**Приведённый отрывок:**

"""

Я боюсь сидеть за столом в костюме. Согласно закону подлости или неумению свободно себя в нем чувствовать, я так боялся опрокинуть на себя холодный суп-пюре (предложенный к употреблению в двадцатиграммовой водочной рюмке) или поперхнуться заявленными горячими крабами (поданными, впрочем, холодными), что выпил пару рюмок водки (от коньяка на костюме пятна). Зрение вернулось, и вместе с ним в зал вошел Президент РФ. После произнесенной короткой речи он награждал друзей Российской Федерации, друзья отвечали радостью.
Запомнился одетый в национальный балахон нигерийский друг, который упорно требовал возобновить на территории его страны вещание «Эха Москвы» (он перепутал название этого оппозиционного радио с правительственной радиостанцией «Голос России»). Так и говорил, эмоционально вздымая темную десницу: «Нигерийский народ требует возобновления трансляции программ “Эхо Москвы”». По залу прошел сдержанный смешок компетентных людей. Вежливо улыбнулся и Президент.

"""

**Рабочее задание 1:**
С какой радиостанцией, согласно отрывку, нигерийский друг перепутал «Эхо Москвы»?
**Рабочее задание 2:**
Выпишите из отрывка дословно фрагмент, начиная со слов «Я боюсь сидеть» и заканчивая словами «друзья отвечали радостью.».
Следующие за отрывком записи представляют собой самостоятельный материал и с ним не связаны.

**Доступные данные:**

"""

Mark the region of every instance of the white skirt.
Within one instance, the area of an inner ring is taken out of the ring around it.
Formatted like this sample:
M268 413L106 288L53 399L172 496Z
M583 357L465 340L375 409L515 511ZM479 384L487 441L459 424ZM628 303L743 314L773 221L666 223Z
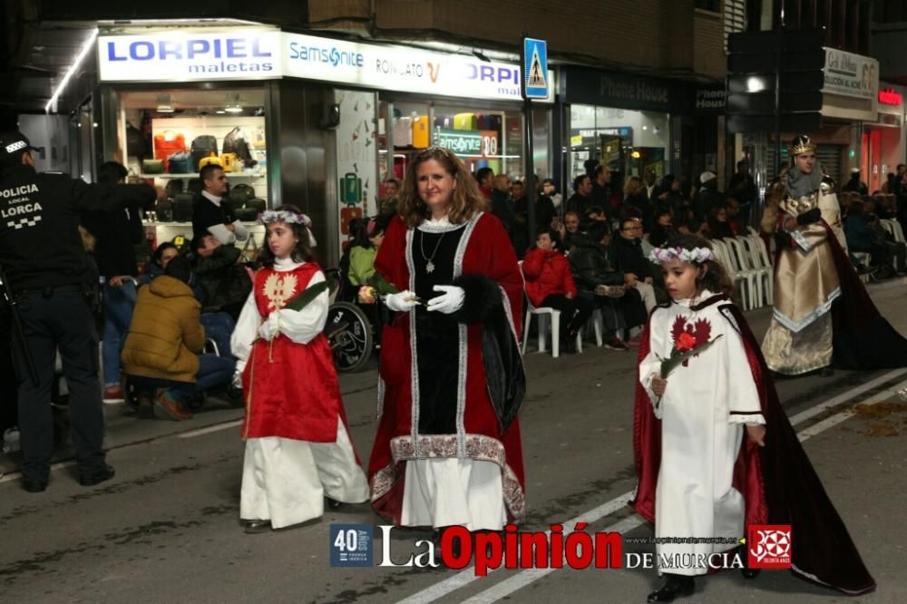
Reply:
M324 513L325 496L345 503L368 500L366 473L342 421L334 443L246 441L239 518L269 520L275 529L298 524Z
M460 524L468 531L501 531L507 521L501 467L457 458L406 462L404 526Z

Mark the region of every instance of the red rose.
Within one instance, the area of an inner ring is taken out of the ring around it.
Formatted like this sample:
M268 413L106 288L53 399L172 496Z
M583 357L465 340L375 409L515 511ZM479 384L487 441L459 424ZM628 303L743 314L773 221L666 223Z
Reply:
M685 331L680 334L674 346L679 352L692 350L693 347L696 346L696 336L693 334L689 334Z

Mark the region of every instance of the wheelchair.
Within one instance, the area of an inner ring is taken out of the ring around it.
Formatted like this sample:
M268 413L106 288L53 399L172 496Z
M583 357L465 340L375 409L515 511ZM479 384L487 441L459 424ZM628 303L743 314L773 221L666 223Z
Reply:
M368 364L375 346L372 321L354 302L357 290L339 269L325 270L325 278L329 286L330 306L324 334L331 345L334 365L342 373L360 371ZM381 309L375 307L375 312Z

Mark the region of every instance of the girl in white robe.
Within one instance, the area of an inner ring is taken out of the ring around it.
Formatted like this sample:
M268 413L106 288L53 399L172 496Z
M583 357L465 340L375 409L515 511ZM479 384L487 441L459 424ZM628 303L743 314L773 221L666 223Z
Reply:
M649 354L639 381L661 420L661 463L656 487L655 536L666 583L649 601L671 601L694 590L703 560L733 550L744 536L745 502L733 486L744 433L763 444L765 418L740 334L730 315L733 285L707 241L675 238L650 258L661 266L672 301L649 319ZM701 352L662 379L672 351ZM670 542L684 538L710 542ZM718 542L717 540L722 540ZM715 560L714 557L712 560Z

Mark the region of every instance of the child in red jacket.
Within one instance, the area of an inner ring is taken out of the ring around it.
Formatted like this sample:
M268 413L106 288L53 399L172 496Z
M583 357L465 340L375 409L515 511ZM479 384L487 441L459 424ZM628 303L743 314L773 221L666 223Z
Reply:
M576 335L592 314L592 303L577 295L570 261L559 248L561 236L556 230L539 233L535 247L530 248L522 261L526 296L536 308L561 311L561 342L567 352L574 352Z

"""

**Ответ на задание 1:**
С правительственной радиостанцией «Голос России».

**Ответ на задание 2:**
Я боюсь сидеть за столом в костюме. Согласно закону подлости или неумению свободно себя в нем чувствовать, я так боялся опрокинуть на себя холодный суп-пюре (предложенный к употреблению в двадцатиграммовой водочной рюмке) или поперхнуться заявленными горячими крабами (поданными, впрочем, холодными), что выпил пару рюмок водки (от коньяка на костюме пятна). Зрение вернулось, и вместе с ним в зал вошел Президент РФ. После произнесенной короткой речи он награждал друзей Российской Федерации, друзья отвечали радостью.